- [ARTICLE]:
———

Conservative efforts to amend the Florida constitution with an anti-gay marriage law stalled this week. The amendment's backers have fallen 22,000 signatures short of the 611,000 necessary to place it on the ballot this coming November. Supporters now have only until Feb. 1 to collect additional signatures. But with such a tight deadline, the proposal seems near impossible for 2008, the Miami Herald reported today. The proposal would need 60% of the vote to become law.
Florida4marriage.org, the conservative PAC pushing the initiative, hoped the proposed amendment would lure conservative-leaning voters to the polls during the general election.
Computer glitches are being blamed for the signature shortfall. State officials and election officials in the Miami area are both blaming each other for the glitch which apparently was caused by "over-counting" or counting each vote twice. The news of the glitch had the office of Secretary of State Kurt Browning checking out the state's computer system, and Miami-Dade elections chief Lester Sola was quoted as saying he had warned the State Dec. 21 that his county' tally needed "recounting."

———

- [RECORDED INFORMATION]:
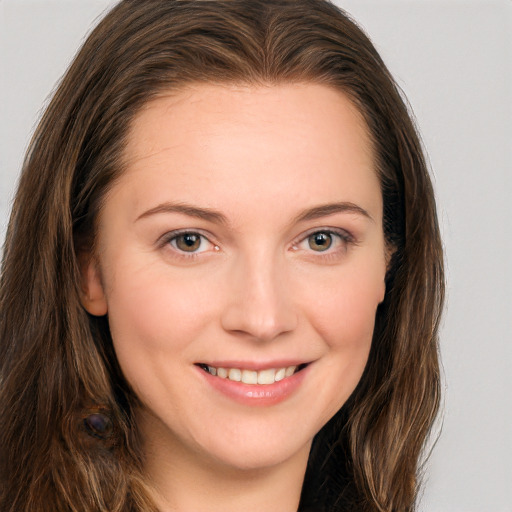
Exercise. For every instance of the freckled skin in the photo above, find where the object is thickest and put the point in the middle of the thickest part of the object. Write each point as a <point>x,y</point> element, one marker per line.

———

- [SET TASKS]:
a) Do these statements agree with the article on the Florida marriage amendment? Answer yes or no for each, and quote the words that decide it. (i) The amendment's backers fell 22,000 signatures short of the number needed. (ii) The proposal would need a simple majority of the vote to become law. (iii) Lester Sola said he had warned the State on Jan. 21 that his county's tally needed recounting.
b) Turn the paragraph of the Florida marriage amendment article that begins "Computer glitches are being blamed" into a short list that keeps its main facts.
c) Carry on the article about the Florida marriage amendment from its final sentence.

- [TASK-BY-TASK RESULTS]:
a)
(i) Yes: "The amendment's backers have fallen 22,000 signatures short of the 611,000 necessary to place it on the ballot this coming November."
(ii) No: "The proposal would need 60% of the vote to become law."
(iii) No: "he had warned the State Dec. 21 that his county' tally needed "recounting.""

b)
- Computer glitches are blamed for the signature shortfall.
- State officials and Miami-area election officials blame each other for the glitch.
- The glitch was apparently caused by "over-counting," or counting each vote twice.
- Secretary of State Kurt Browning's office checked the state's computer system.
- Miami-Dade elections chief Lester Sola said he had warned the State on Dec. 21 that his county's tally needed "recounting."

c)
It was only three weeks ago that the Orlando-based Liberty Council announced - with great fanfare - that it had collected enough names to assure the amendment's placement on the Nov. 4 ballot. The proposal to amend the Florida Constitution made national headlines.
John Stemberger, chair of the Liberty Council and a well-known attorney for conservative causes, said, "The fight will continue." However, the group apparently is out of financial resources to wage a statewide effort and can no longer depend on the Florida Republican Party to fund its campaign. Since GOP Gov. Charlie Crist - known as a moderate - took office, the party has stopped giving the group cash.
Opponents took the news of the name-counting glitch apprehensively. "There are still those out there who would like to take away our personal liberties," said Stephen Gaskill, spokesperson for Florida Red and Blue, a statewide non-partisan group organized to fight the petition. He added that his group is positive Floridians don't want government this deeply involved in their personal lives, but said citizens should be wary of the Feb. 1 deadline.
In a widely distributed press release, Jon Kislak, chair of Red and Blue, urged caution. "Supporters of the so-called Marriage Protection Amendment have been collecting signatures for four years. They have had ample time to turn in sufficient signatures to qualify their petition. The law is clear that they must have the necessary number of signatures certified before February 1. We will continue to watch with great interest their efforts. We have every reason to believe that the various Supervisors of Elections will take all actions necessary to protect the integrity of the petition process and to ensure that every signature certified is a valid signature."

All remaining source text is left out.